Description of the task:
All of the data should be output character for character, except the pictures.
>> begin
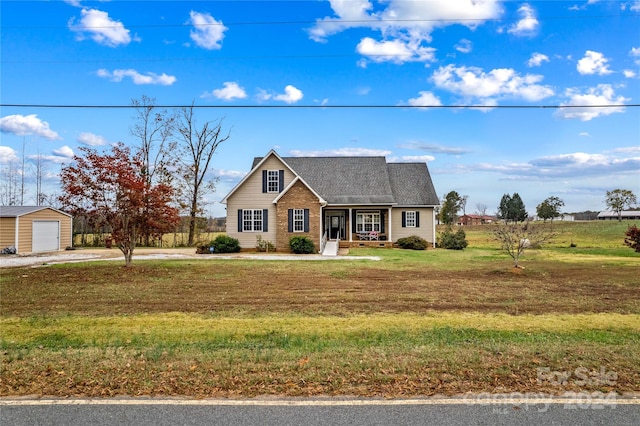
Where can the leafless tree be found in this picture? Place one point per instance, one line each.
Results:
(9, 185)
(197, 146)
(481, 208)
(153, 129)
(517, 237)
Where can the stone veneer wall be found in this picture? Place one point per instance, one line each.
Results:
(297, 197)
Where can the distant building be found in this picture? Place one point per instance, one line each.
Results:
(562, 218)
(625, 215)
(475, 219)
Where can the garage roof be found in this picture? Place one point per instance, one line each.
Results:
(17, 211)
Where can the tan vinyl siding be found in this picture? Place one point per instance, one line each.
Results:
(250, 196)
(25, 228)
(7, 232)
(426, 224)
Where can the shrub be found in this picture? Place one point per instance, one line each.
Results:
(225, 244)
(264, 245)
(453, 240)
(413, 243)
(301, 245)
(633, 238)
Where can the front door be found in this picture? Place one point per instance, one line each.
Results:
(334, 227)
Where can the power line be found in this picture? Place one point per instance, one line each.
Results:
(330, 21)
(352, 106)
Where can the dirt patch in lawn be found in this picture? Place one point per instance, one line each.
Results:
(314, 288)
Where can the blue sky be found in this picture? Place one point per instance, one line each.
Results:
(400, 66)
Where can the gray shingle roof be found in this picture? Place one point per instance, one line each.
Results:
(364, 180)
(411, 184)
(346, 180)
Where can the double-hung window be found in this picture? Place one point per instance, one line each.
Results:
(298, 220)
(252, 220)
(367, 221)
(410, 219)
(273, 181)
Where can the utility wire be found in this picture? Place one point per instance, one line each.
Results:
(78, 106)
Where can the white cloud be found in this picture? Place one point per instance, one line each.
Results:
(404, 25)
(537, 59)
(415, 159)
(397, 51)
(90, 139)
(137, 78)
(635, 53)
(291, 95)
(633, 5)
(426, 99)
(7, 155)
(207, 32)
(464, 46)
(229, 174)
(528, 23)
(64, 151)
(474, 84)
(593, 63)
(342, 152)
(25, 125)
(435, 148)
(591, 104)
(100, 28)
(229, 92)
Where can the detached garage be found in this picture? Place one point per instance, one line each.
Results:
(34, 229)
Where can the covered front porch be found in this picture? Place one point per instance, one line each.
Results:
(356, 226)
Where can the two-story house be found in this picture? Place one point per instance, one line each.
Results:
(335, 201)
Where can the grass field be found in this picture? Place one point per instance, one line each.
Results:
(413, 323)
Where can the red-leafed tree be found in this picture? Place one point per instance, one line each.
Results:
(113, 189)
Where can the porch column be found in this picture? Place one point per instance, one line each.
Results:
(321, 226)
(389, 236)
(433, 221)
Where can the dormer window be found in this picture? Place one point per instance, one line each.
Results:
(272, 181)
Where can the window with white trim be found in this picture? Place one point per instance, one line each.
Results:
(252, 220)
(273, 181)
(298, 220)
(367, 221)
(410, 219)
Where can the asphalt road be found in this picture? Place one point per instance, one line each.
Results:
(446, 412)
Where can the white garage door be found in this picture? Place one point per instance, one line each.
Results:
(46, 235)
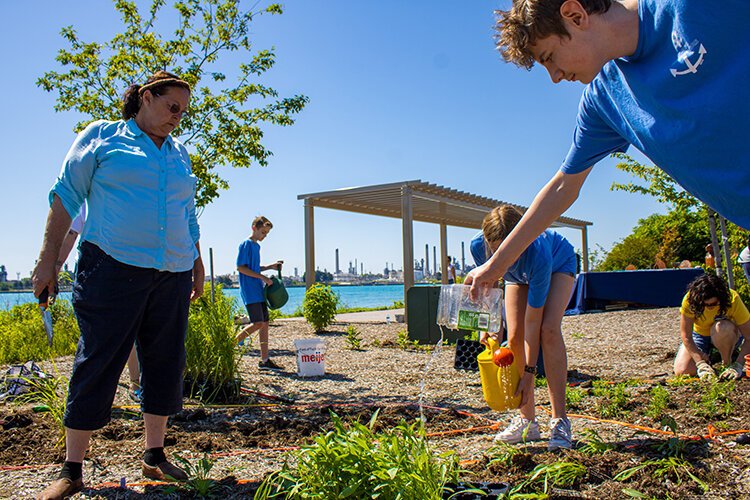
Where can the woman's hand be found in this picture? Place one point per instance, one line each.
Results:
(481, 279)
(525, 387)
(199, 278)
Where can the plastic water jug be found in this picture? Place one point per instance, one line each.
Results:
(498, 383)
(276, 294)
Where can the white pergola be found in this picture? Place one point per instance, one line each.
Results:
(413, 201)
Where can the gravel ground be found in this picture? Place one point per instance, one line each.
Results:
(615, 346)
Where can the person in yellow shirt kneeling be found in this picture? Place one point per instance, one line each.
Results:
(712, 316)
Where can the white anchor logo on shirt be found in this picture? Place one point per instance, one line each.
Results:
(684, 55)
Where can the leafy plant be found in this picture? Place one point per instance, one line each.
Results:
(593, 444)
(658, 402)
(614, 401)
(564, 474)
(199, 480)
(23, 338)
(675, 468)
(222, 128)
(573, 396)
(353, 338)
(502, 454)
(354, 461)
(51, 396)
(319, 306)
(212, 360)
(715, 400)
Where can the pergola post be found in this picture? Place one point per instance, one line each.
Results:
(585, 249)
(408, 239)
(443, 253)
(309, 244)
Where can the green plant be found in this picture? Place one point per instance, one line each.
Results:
>> end
Solution for this exercise:
Where can the leafless tree be found in this picture? Place one point per instance, one line each.
Results:
(9, 185)
(197, 146)
(481, 208)
(153, 129)
(517, 237)
Where can the stone veneer wall be found in this picture? Place one point per instance, one line each.
Results:
(297, 197)
Where can the distant building be found in this picture? Place one point per instance, one line each.
Results:
(562, 218)
(625, 215)
(475, 219)
Where can the garage roof be found in this picture? Place one point per instance, one line each.
Results:
(17, 211)
Where can the tan vinyl siding be found in this picture? Place one point per instance, one line each.
Results:
(250, 196)
(25, 228)
(7, 232)
(426, 224)
Where can the shrub be found in this picture? Place one point per instance, one line each.
Results:
(225, 244)
(264, 245)
(453, 240)
(413, 243)
(301, 245)
(633, 238)
Where can the front door be found in this picture? Place one point per instance, one line each.
Results:
(334, 227)
Where can the power line be found in this picture? Place one point per instance, one line each.
Results:
(330, 21)
(352, 106)
Where can the dirt patch in lawn be found in this picture? Place one point per instance, one line each.
Results:
(314, 288)
Where can the blue sky be found in this picture? Place one point per instance, one line each.
Results:
(400, 66)
Where can the gray shingle roof be found in this picture? Place one point per instance, one line each.
Results:
(364, 180)
(411, 184)
(346, 180)
Where can the double-hung window be found in this picture? Place one point per instance, one line each.
Results:
(298, 220)
(252, 220)
(367, 221)
(410, 219)
(273, 181)
Where can the utility wire be found in this picture? Place one point per instance, one line each.
Results:
(78, 106)
Where can the white cloud be found in this picture? Place one point per instance, one line each.
Results:
(404, 25)
(537, 59)
(415, 159)
(397, 51)
(90, 139)
(137, 78)
(635, 53)
(291, 95)
(633, 5)
(426, 99)
(7, 155)
(207, 32)
(464, 46)
(229, 174)
(528, 23)
(64, 151)
(474, 84)
(593, 63)
(342, 152)
(25, 125)
(435, 148)
(591, 104)
(100, 28)
(229, 92)
Where can the detached garage be found in this picture? Place one point per instance, one line each.
Results:
(34, 229)
Where can the covered front porch be found in this picture? Place one point per instance, one line each.
Results:
(356, 226)
Where can the two-story house be found in this picture? Place one point per instance, one line each.
Results:
(335, 201)
Where can the grass field be found in this picture? Place one point per instance, one line each.
Results:
(413, 323)
Where can the red-leafed tree be found in this picture? Place one point per instance, one line each.
Results:
(113, 189)
Where can the porch column be found in this picture? Place one point per instance, one line each.
Results:
(321, 226)
(389, 236)
(433, 221)
Where can the dormer window be found in this picture? Place one point per instance, one line each.
Results:
(272, 181)
Where can the window with white trim be found in this picture? Place one point per instance, one line each.
Results:
(252, 220)
(273, 181)
(298, 220)
(367, 221)
(410, 219)
Where can the asphalt road be found in this picture? Place one point per instance, one line each.
Results:
(446, 412)
Where can the white garage door be found in this picture? Place one point per instance, one line each.
Results:
(46, 235)
Where can the woman's hand be found in this picture? Place one point per instance, one line each.
Results:
(481, 279)
(525, 387)
(199, 278)
Where can the plastic water jug be found in this picture? Place one point per instance, one line each.
Results:
(498, 383)
(276, 294)
Where can the white pergola be found in this picture? Place one point per instance, one line each.
Results:
(413, 201)
Where can the gravel ground be found in this picture? Place one point per instance, one line each.
Results:
(615, 346)
Where can the person in yellow shirt kneeling be found in this picture? Place one point per instance, one line each.
Results:
(712, 316)
Where can the white anchor logo on shirt be found in this picture? Place one point per instance, one line each.
Results:
(684, 55)
Where can the leafy plant be found in this picture? Place one point per instance, one line each.
Results:
(593, 444)
(658, 402)
(614, 401)
(564, 474)
(199, 480)
(23, 338)
(675, 468)
(222, 128)
(573, 396)
(353, 338)
(502, 454)
(354, 461)
(51, 396)
(319, 306)
(212, 360)
(715, 400)
Where can the pergola post be found in this picture? Place one point per instance, one line each.
Results:
(585, 249)
(408, 239)
(443, 253)
(309, 244)
Where can the green plant be found in this picture? Place one point per instance, one line each.
Results:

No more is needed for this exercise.